# TRECHO DE ORIGEM:
+ + + +
Conforme programado, realizamos nesta data o XVII Encontro Regional do Núcleo I do Conselho Estadual dos Direitos da Pessoa com Deficiência, que elegeu a nova direção para o biênio 2016-2018.
Neste encontro, apresentamos uma palestra ministrada pelo Professor Orosco, sobre o tema central da IV Conferência Nacional dos Direitos da Pessoa com Deficiência, que publicamos abaixo:
O
DESAFIO NA IMPLEMENTAÇÃO DAS POLÍTICAS DA PESSOA COM DEFICIÊNCIA: A
Transversalidade como a Radicalidade dos Direitos Humanos
Nos últimos anos uma nova expressão tem tido
cada vez mais presença no cenário das políticas públicas brasileiras, com
implicações para a forma de organizar a ação governamental: a Transversalidade.
A procedência do termo transversalidade é
conferida aos estudos sobre educação e abordagem interdisciplinar dos diversos
fenômenos, em contraposição a uma visão fragmentada da realidade, pressupondo
uma atuação interdepartamental e criação de fóruns horizontais de diálogo e
tomada de decisão, em que conhecimentos, recursos e técnicas acumuladas em cada
espaço institucional possam atuar em sinergia.
A origem da transversalidade, como instrumento
de implementação de políticas publicas, tem sido atribuída à discussão de
gênero, tendo se constituído na Suécia na década de 1990, onde se definia que a
perspectiva de gênero deveria ser uma corrente a perpassar e impregnar as
demais políticas e ações a fim de garantir efetivamente a igualdade entre
homens e mulheres.
Na gestão de políticas públicas, esses
elementos somam-se à emergência de novos temas na agenda governamental,
reforçando a necessidade de aprimorar as políticas de forma a incorporar
temáticas específicas, em alinhamentos com suas diversas estruturas setoriais.
Nesses
casos, é exigido que os órgãos governamentais considerem as múltiplas facetas
da realidade, possibilitando o atendimento a requisitos diversos ou a
consideração particular de fatores de vulnerabilidade de diferentes grupos
sociais.
É o caso da perspectiva ambiental ou das
demandas por igualdade de oportunidade de grupos historicamente em situação de
desigualdade, como mulheres, negros, pessoas com deficiência ou idosos.
No contexto das pessoas com deficiência, é
fácil verificar que a invisibilidade, discriminação e negação de direitos no
Brasil são fenômenos identificados em diversas circunstâncias da vida em
sociedade, verificados, por exemplo, no mercado de trabalho, no acesso ao
sistema educacional, no acesso aos serviços de saúde, entre outros.
Ao pensar a não equiparação de oportunidades
pelas pessoas com deficiência como um problema multidimensional que possui seus
traços em diversas áreas de políticas públicas, surge o questionamento sobre
onde e como deve ser tratado tal tema na estrutura da gestão governamental.
Por exemplo, a inclusão de uma pessoa com
deficiência no mercado de trabalho depende dos acessos e apoios encontrados
desde a infância no ambiente educacional, retaguardas sociais, atenção à saúde
adequada, bem como acesso ao ensino técnico e superior, acessibilidade no
trajeto casa-trabalho e no próprio ambiente em que exerce as funções.
+ + + +
Itens armazenados de uma coleção:

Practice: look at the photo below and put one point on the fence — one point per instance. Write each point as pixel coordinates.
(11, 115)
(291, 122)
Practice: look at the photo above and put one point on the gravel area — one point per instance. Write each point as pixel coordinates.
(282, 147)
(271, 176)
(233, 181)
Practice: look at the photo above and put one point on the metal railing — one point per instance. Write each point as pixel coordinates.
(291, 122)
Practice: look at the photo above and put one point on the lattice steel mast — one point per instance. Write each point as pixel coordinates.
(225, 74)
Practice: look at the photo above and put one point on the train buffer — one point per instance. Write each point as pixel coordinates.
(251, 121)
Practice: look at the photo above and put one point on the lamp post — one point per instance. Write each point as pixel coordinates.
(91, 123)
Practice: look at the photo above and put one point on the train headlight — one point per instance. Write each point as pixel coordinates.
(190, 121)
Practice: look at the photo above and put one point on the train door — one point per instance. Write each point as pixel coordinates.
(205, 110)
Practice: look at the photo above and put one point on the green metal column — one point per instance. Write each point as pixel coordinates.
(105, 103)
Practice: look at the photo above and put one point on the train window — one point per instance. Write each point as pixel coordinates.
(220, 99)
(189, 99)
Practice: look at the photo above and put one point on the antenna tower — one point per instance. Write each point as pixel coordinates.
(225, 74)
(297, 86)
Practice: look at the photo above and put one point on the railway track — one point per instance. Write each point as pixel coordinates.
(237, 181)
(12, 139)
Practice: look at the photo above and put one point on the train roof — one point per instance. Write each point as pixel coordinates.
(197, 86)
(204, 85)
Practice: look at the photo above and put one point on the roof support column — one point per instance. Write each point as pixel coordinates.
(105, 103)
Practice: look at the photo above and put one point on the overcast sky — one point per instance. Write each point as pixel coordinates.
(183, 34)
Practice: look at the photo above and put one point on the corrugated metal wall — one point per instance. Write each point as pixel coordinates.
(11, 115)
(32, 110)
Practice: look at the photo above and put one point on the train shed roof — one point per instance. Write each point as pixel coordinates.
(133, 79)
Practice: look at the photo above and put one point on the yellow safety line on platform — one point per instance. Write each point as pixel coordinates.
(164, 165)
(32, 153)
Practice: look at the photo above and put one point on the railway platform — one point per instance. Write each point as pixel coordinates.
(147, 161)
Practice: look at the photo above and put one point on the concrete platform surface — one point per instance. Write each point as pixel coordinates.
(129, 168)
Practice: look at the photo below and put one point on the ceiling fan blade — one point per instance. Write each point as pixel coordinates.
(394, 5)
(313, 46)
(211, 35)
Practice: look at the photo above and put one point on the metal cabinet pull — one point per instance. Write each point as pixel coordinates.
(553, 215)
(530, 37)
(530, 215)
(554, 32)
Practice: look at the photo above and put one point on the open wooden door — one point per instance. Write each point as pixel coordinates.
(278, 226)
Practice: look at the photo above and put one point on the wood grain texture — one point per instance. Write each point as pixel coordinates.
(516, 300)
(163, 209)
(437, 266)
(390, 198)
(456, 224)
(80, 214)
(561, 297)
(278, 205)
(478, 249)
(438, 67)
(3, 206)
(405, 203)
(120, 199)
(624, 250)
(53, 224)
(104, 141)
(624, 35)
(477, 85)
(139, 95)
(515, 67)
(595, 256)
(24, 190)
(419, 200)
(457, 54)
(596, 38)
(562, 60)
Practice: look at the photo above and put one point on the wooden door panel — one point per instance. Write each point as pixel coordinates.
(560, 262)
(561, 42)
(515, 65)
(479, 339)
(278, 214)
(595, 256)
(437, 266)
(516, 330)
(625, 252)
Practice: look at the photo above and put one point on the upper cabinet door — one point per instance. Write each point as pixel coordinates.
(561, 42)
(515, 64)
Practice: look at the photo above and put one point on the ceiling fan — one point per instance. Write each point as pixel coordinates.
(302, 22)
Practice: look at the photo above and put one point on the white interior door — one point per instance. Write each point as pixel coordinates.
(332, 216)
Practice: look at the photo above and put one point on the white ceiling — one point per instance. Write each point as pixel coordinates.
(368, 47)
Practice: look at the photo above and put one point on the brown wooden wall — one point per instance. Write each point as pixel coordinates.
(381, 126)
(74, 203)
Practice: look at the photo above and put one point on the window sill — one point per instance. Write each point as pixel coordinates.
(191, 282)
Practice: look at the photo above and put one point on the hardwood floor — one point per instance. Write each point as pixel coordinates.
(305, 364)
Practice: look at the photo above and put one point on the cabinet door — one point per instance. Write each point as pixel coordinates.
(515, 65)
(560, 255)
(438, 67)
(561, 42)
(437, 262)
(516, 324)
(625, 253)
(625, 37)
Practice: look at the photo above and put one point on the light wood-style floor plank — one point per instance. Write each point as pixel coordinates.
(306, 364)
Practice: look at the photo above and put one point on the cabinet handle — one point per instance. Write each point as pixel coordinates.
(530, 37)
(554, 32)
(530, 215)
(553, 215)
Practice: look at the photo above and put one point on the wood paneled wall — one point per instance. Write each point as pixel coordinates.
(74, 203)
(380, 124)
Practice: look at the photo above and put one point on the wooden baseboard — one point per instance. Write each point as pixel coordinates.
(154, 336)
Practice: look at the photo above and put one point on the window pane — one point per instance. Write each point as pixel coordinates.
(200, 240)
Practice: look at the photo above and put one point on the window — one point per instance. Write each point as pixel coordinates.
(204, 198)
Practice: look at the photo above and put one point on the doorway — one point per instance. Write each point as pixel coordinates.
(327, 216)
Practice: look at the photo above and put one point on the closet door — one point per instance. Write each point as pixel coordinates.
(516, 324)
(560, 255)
+ + + +
# TRABALHO PEDIDO:
**1.** Indique se cada afirmação abaixo está de acordo com o texto sobre transversalidade, respondendo sim ou não e citando literalmente as palavras do texto que decidem a questão.
(a) A transversalidade como instrumento de implementação de políticas públicas se constituiu na Suécia na década de 1990.
(b) O encontro elegeu a nova direção para o biênio 2018-2020.
(c) A palestra apresentada no encontro foi ministrada pelo Professor Orosco.
**2.** Redija a continuação do texto sobre transversalidade nas políticas da pessoa com deficiência, começando logo após a última frase apresentada.

# RESULTADOS POR TAREFA:
**1.**
(a) Sim: "tendo se constituído na Suécia na década de 1990".
(b) Não: "que elegeu a nova direção para o biênio 2016-2018".
(c) Sim: "apresentamos uma palestra ministrada pelo Professor Orosco".

**2.**
O problema que se apresenta, e que por isso se
transformou no tema Central da IV Conferência Nacional dos Direitos das Pessoas
com Deficiência, é o de que, embora seja crescente a referência à
transversalidade na literatura sobre políticas públicas, é limitado o número de
estudos que avançam para além do diagnóstico de sua necessidade ou que
aprofundem conceitualmente o que seria esta transversalidade.
Os aspectos elencados por diversas definições,
embora contidos no que se considera como uma abordagem transversal, não a
distingue de outras ações de desenho organizacional, como é o caso da estrutura
matricial, das redes interorganizacionais, coordenação horizontal, por exemplo.
A proposta que se coloca, então, é a de que, ao
abordar a perspectiva de gênero, por exemplo, se elabore uma matriz que permita
orientar uma nova visão de competências envolvendo a responsabilização dos
agentes públicos, em processo que favoreça a integração e o aumento da eficácia
das políticas, incluindo a resignificação das atribuições de órgãos setoriais.
Isto diferenciaria a gestão transversal de outras
ferramentas organizacionais que buscam a sinergia e a articulação
interdepartamental ou interorganizacional.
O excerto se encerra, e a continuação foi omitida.